* [YOUR ASSIGNMENT]
In the listing below, find each line with the string "orchid" and return it.

* * *

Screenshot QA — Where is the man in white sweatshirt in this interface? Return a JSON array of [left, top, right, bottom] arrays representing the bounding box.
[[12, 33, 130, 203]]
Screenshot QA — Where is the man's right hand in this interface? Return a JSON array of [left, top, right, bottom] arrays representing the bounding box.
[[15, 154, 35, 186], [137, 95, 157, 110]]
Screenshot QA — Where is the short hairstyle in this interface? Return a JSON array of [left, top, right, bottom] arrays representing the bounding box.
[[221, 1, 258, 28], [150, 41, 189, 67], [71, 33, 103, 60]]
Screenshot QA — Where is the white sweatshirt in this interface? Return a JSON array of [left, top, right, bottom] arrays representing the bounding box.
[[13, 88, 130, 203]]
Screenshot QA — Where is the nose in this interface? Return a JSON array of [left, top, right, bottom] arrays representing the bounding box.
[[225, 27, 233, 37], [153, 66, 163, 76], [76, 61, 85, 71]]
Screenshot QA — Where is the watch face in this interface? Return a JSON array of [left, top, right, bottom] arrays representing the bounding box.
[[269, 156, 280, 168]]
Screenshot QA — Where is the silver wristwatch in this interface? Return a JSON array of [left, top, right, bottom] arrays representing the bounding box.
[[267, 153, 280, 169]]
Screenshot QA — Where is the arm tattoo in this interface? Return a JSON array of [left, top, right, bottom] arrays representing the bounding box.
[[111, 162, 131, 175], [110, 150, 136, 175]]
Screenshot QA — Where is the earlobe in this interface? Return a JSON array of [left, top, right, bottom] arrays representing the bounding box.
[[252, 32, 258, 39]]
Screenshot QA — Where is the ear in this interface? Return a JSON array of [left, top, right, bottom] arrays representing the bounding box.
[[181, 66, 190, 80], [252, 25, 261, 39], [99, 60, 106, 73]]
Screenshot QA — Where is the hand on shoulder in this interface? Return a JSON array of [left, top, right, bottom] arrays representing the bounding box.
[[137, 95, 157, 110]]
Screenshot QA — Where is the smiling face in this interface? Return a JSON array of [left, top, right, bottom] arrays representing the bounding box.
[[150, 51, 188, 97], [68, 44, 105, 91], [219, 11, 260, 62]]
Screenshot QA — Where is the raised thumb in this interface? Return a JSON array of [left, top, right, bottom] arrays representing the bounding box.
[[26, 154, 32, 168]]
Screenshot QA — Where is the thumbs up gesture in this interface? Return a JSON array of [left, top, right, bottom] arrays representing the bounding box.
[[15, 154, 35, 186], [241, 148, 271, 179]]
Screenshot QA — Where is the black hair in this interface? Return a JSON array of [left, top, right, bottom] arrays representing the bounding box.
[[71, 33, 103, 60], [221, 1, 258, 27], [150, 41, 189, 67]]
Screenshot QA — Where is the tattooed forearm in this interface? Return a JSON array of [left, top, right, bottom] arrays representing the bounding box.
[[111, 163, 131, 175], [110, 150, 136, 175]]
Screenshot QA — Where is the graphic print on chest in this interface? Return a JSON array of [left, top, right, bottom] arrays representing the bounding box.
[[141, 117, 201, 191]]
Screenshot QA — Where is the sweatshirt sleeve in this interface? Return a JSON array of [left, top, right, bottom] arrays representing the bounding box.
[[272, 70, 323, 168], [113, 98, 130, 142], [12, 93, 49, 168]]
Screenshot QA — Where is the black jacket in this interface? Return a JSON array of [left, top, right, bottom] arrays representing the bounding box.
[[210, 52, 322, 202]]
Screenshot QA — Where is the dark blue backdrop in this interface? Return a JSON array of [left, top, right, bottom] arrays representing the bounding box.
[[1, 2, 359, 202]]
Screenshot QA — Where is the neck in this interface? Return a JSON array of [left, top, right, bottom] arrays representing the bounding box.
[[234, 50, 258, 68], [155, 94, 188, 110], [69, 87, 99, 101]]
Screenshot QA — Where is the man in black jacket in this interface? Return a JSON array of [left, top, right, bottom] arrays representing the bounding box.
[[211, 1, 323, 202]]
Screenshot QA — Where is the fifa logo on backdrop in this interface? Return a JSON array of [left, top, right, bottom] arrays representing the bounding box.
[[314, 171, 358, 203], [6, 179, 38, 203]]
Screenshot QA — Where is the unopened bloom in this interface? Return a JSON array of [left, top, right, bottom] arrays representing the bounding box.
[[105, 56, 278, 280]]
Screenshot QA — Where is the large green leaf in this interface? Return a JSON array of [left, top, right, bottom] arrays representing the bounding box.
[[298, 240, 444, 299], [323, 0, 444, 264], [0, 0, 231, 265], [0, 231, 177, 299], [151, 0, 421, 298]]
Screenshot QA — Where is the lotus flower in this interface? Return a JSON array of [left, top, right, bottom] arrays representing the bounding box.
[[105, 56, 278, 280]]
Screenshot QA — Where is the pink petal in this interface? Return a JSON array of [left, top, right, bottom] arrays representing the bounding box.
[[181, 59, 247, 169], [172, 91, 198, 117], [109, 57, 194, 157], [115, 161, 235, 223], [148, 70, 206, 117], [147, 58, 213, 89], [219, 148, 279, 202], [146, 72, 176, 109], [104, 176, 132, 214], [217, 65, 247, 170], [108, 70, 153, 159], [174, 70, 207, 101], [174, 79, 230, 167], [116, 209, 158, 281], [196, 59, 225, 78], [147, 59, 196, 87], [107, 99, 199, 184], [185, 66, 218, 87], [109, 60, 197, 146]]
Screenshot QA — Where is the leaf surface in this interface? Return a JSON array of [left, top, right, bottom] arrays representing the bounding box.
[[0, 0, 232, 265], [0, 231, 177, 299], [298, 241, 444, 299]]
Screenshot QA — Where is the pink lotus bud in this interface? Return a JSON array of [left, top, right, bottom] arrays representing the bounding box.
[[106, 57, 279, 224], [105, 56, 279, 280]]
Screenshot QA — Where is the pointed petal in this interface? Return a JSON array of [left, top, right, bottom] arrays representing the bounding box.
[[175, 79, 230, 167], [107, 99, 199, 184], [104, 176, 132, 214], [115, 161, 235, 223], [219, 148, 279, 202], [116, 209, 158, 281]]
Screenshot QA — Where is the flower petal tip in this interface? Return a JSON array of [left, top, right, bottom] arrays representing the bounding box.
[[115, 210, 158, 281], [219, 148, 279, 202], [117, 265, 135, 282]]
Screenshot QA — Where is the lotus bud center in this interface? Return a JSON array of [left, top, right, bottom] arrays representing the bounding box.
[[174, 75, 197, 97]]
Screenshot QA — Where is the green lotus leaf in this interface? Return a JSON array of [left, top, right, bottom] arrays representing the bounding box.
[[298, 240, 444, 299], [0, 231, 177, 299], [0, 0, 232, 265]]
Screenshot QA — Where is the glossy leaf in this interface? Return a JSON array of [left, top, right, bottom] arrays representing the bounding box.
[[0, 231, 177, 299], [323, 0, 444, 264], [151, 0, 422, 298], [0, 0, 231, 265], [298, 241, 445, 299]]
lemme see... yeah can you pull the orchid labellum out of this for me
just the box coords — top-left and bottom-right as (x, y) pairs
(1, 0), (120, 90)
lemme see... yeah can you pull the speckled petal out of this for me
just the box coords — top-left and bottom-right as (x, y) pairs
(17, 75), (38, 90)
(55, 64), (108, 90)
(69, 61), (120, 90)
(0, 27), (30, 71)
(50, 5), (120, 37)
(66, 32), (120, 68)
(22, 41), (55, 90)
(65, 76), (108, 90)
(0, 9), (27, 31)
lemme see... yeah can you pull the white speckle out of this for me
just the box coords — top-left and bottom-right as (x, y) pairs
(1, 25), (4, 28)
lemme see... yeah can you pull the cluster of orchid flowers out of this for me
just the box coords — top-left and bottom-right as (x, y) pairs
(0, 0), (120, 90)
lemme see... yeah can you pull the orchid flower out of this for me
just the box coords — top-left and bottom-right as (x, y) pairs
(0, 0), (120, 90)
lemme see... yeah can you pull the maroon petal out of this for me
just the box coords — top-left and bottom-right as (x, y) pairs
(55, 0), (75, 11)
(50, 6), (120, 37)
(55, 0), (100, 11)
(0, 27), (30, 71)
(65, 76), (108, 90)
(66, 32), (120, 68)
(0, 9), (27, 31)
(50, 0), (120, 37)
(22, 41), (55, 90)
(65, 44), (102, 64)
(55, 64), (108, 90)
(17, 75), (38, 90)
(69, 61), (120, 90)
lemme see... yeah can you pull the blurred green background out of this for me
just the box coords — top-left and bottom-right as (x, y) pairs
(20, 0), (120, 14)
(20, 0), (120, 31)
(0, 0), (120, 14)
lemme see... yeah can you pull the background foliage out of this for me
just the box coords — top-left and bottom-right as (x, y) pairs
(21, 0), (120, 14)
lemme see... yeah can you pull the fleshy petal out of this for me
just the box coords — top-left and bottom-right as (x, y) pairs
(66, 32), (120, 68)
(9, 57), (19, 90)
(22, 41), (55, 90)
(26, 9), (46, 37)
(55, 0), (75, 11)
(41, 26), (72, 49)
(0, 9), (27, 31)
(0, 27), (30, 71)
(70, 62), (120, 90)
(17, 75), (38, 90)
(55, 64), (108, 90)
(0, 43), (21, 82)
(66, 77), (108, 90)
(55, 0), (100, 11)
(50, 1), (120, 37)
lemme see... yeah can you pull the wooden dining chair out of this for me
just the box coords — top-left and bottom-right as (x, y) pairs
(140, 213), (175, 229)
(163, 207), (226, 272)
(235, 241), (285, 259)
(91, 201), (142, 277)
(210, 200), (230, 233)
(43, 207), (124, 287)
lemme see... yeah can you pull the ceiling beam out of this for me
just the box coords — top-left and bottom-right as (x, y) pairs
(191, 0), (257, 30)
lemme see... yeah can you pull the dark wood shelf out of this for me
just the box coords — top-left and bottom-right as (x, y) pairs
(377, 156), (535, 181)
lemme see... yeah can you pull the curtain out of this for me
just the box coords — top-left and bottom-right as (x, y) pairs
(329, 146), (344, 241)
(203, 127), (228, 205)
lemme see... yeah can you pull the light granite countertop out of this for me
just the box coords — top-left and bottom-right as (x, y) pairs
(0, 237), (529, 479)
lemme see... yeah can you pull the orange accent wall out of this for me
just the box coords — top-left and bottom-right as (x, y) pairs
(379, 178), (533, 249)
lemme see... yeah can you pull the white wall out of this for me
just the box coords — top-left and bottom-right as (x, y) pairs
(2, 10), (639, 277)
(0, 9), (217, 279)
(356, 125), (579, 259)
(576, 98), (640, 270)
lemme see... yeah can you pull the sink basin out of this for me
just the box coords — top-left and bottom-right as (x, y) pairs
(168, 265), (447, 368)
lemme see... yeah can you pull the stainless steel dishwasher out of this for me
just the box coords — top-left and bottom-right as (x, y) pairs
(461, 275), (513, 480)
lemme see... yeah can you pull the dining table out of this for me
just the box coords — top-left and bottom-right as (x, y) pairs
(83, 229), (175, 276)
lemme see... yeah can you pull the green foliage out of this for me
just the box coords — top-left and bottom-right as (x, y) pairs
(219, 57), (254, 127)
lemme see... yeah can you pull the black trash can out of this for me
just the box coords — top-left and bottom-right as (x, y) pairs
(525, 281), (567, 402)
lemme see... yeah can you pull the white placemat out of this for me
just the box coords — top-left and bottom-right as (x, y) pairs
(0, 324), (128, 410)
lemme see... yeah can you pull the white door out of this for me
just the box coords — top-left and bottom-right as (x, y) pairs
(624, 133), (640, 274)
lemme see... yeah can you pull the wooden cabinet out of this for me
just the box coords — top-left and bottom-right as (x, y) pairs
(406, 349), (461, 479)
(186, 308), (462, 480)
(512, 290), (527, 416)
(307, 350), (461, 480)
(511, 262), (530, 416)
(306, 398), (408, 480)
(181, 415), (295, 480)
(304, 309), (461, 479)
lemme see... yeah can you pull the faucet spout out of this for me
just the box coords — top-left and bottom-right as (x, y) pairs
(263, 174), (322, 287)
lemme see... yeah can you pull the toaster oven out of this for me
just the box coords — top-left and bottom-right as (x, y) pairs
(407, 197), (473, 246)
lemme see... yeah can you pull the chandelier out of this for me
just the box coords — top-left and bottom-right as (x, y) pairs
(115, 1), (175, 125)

* * *

* [RESPONSE]
lemme see... yeah can you pull the orchid labellum out of this for me
lemme see... yeah can you pull the cluster of orchid flowers out of this for me
lemme see... yeah can you pull the orchid flower out of this for me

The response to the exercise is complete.